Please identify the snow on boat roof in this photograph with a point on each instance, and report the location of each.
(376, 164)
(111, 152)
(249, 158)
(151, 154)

-------------------------

> [Required action]: Copy all of the data exactly.

> [Worked solution]:
Please identify the snow on boat roof in this photograph with a point on each instance, and report the location of each.
(376, 164)
(111, 152)
(249, 158)
(151, 154)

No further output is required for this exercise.